What is expected: Scale up the material below by copying every line again, requests included, with each bounding-box coordinate in the answers multiplied by 2 and rounded to a whole number, halves rounded up. Leave out the pictures.

Information shown:
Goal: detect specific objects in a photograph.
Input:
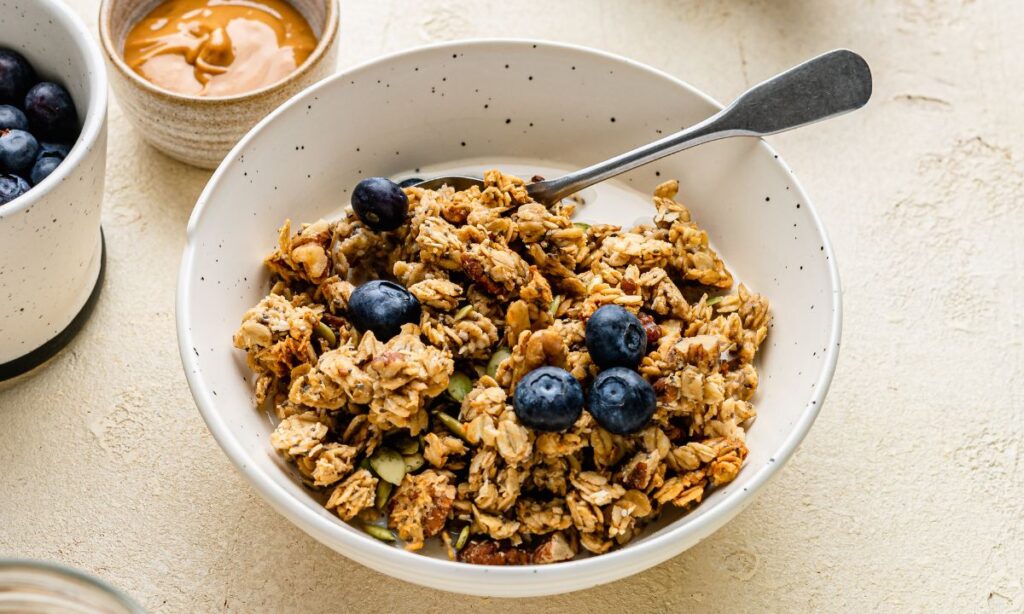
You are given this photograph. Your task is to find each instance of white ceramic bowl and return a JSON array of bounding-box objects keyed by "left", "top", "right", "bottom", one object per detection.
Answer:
[
  {"left": 177, "top": 41, "right": 841, "bottom": 597},
  {"left": 0, "top": 0, "right": 106, "bottom": 380}
]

Answer to the exercise:
Goal: detect specific objects in a photograph.
Input:
You are given this photograph. Your task is to find each instance of white ceramic bowl and return a JSON array of bounding-box objects keyed by "left", "top", "right", "bottom", one object per detection.
Answer:
[
  {"left": 354, "top": 82, "right": 1682, "bottom": 1194},
  {"left": 0, "top": 0, "right": 212, "bottom": 760}
]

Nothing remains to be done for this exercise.